Update the records below by changing every "rough mask" to "coarse mask" and leaving all other text as it is.

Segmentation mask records
------------

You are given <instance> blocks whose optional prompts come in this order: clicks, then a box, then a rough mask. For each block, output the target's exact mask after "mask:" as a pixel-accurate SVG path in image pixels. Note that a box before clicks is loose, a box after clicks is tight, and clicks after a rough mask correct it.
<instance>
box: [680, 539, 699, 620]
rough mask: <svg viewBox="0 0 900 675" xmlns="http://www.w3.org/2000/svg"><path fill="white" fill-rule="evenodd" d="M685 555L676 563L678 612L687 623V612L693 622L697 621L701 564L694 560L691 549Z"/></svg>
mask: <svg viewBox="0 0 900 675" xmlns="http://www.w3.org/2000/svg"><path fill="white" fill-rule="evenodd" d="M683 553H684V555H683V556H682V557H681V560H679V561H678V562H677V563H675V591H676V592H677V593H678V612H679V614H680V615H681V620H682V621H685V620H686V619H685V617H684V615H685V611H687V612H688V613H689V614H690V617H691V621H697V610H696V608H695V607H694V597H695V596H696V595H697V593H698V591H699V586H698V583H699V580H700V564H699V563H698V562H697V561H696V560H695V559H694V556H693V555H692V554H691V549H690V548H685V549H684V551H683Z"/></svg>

------------

**RESULT OF THIS TASK**
You are given <instance> blocks whose optional prompts come in this order: clicks, then a box, then a coarse mask. For each block, output the target's exact mask after "mask:" as a pixel-accurate SVG path in image pixels. Note that a box before clicks is loose, a box after clicks is tight, and clicks after a coarse mask correct it.
<instance>
box: [680, 539, 699, 620]
coarse mask: <svg viewBox="0 0 900 675" xmlns="http://www.w3.org/2000/svg"><path fill="white" fill-rule="evenodd" d="M685 555L676 563L678 612L687 623V612L693 622L697 621L701 564L694 560L691 549Z"/></svg>
mask: <svg viewBox="0 0 900 675" xmlns="http://www.w3.org/2000/svg"><path fill="white" fill-rule="evenodd" d="M683 553H684V555H683V556H682V557H681V560H679V561H678V562H677V563H675V591H676V592H677V593H678V612H679V614H680V615H681V620H682V621H685V620H686V619H685V617H684V615H685V611H687V612H688V613H689V614H690V617H691V621H697V610H696V608H695V607H694V597H695V596H696V595H697V593H698V591H699V586H698V583H699V580H700V564H699V563H698V562H697V561H696V560H695V559H694V556H693V555H692V554H691V549H690V548H685V549H684V551H683Z"/></svg>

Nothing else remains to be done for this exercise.